Task goal: Copy each line below holding "chair".

Provided records:
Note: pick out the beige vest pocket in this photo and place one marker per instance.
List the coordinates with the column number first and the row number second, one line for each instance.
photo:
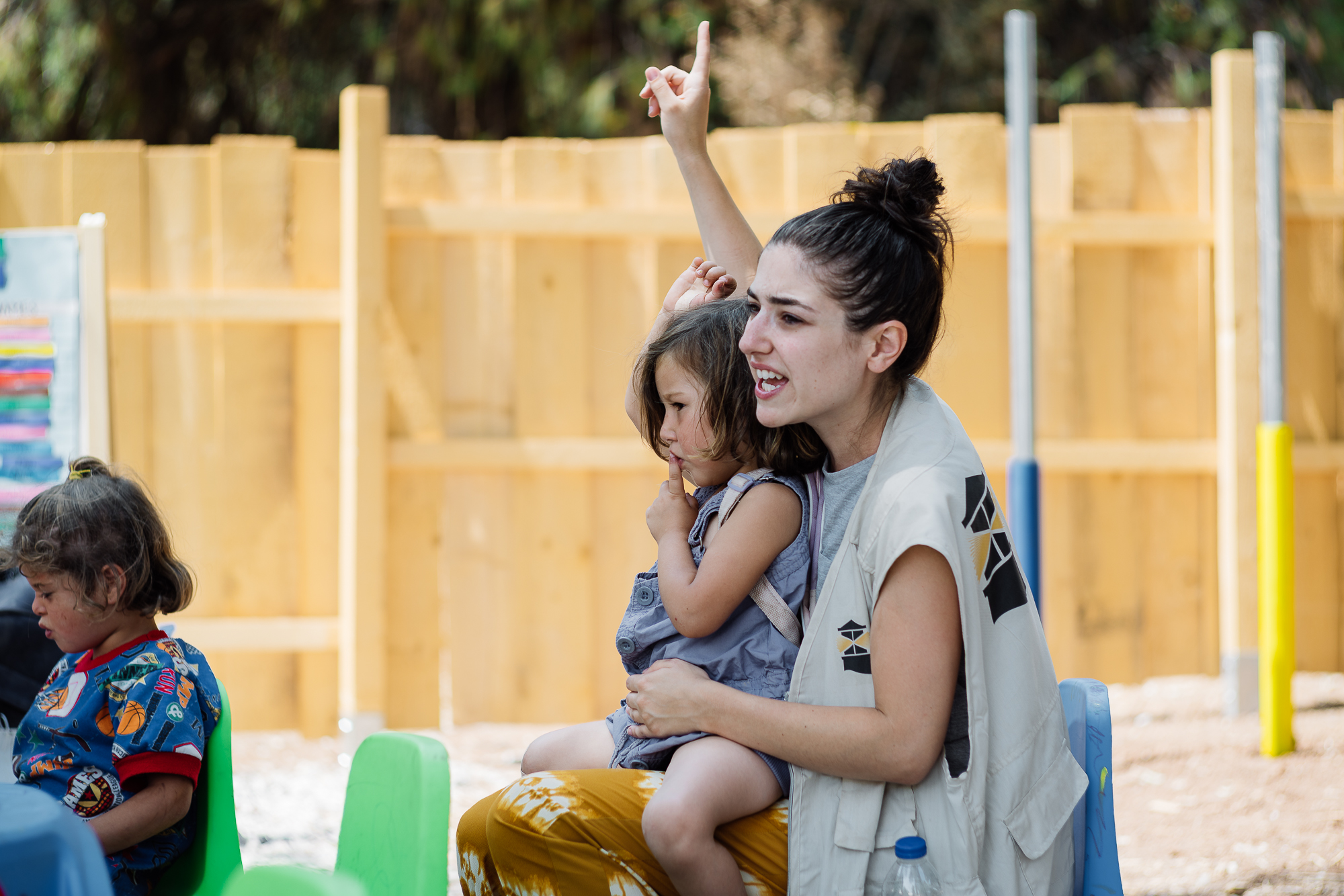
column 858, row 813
---
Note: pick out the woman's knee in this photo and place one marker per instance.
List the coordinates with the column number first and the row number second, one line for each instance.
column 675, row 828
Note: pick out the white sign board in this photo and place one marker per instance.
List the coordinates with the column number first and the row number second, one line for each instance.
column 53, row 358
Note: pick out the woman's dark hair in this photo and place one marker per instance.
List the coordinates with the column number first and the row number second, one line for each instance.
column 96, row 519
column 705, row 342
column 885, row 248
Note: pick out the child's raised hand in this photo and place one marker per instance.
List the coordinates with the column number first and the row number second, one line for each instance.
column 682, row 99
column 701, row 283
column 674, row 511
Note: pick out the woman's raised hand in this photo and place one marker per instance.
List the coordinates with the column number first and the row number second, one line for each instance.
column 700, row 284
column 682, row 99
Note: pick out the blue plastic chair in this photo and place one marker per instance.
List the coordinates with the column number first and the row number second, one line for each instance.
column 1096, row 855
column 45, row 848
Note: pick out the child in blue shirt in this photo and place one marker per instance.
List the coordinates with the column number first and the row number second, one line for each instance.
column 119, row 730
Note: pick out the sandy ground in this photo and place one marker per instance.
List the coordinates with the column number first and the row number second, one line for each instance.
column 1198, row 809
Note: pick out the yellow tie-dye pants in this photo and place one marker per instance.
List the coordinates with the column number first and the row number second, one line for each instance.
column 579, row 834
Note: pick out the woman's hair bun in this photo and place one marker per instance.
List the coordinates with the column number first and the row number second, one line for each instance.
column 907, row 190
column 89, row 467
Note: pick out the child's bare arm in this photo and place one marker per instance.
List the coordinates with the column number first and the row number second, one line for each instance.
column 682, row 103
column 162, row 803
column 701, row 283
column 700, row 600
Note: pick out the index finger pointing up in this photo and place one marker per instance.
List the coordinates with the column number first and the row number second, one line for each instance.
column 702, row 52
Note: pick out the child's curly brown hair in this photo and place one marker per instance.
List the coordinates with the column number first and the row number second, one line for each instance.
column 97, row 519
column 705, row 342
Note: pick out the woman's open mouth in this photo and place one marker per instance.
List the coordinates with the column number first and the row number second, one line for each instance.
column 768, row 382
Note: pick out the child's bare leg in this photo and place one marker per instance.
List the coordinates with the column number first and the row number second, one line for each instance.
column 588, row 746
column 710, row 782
==
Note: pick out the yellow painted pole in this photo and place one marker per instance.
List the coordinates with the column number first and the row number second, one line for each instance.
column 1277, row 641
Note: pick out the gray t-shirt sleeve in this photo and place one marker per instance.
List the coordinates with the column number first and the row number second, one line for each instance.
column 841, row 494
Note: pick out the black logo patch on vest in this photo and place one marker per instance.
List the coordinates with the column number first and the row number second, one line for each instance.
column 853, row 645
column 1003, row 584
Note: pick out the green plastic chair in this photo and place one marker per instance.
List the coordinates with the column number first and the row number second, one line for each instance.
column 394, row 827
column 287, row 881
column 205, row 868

Task result:
Note: pick out the blue plastic chair in this photo and place one marker per instance.
Note: pick out the green plastic chair in this photo and place one marker per instance.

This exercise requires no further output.